■ **OBJECTIVE**
Report each row below that contains the word "yacht", reproducing every such line in full.

■ **INFORMATION SHOWN**
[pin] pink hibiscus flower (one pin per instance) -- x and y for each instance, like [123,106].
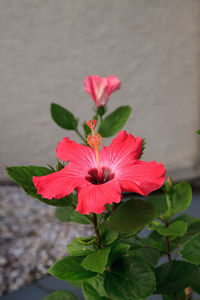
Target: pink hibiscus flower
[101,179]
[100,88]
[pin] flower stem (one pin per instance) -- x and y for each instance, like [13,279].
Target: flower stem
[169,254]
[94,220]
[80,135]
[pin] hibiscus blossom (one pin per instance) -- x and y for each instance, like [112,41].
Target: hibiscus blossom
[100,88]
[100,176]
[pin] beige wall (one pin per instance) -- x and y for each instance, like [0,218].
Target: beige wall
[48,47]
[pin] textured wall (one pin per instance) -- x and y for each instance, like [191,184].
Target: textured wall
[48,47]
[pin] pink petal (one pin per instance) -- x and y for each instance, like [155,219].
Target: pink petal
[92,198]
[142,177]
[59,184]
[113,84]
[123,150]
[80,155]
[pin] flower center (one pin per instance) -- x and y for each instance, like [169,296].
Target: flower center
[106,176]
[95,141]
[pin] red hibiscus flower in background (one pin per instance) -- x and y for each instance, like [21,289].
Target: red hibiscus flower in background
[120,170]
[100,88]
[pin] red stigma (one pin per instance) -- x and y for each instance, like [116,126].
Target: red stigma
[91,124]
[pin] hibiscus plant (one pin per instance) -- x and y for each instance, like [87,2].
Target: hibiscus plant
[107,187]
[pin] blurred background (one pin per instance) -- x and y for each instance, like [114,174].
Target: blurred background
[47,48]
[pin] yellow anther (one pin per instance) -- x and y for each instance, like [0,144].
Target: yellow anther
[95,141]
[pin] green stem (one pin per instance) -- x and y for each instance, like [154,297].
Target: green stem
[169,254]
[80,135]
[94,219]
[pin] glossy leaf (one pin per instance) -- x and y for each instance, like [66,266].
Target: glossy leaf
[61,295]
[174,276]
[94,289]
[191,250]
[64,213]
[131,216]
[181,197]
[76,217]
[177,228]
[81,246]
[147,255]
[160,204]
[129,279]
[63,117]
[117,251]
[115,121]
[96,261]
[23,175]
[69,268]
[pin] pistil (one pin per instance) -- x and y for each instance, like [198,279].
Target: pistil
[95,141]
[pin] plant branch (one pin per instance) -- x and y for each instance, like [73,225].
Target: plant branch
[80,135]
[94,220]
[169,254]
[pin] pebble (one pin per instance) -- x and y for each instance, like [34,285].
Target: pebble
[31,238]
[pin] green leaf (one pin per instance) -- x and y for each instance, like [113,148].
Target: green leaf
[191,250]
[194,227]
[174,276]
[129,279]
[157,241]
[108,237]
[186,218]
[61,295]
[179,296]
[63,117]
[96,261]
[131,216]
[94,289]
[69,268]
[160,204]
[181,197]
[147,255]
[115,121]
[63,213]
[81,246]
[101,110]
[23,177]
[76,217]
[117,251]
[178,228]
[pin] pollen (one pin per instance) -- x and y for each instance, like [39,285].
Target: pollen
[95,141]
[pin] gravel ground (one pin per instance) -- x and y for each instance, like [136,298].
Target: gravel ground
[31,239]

---

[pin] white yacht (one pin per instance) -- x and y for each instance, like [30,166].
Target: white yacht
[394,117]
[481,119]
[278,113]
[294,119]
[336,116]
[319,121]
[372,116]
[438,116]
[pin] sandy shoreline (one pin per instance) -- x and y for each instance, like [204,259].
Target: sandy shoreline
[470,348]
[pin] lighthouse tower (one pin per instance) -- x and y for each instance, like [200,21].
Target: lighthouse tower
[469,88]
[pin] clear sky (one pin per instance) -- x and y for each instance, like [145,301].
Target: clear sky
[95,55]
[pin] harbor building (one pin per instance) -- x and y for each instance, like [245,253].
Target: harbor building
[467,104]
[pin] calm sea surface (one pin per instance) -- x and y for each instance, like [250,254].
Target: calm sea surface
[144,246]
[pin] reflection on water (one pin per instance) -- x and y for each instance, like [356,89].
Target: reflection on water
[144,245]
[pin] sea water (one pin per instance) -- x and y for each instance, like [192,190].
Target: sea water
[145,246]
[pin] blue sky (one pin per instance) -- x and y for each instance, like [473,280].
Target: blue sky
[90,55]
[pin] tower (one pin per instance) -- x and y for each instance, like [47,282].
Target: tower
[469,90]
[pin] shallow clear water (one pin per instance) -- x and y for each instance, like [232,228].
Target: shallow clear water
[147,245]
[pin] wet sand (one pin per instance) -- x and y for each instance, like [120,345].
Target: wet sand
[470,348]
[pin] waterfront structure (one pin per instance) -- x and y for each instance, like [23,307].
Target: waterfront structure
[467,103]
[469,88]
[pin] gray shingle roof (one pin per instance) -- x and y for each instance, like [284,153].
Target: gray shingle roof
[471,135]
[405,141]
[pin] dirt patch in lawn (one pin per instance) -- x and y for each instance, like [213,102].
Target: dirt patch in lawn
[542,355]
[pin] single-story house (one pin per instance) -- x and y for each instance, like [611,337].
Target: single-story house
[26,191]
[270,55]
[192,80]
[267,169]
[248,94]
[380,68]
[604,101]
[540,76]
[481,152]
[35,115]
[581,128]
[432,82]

■ **WORKED SOLUTION**
[pin] white yacht (one pin per instance) -- x and y for each instance, like [30,166].
Target: white yacht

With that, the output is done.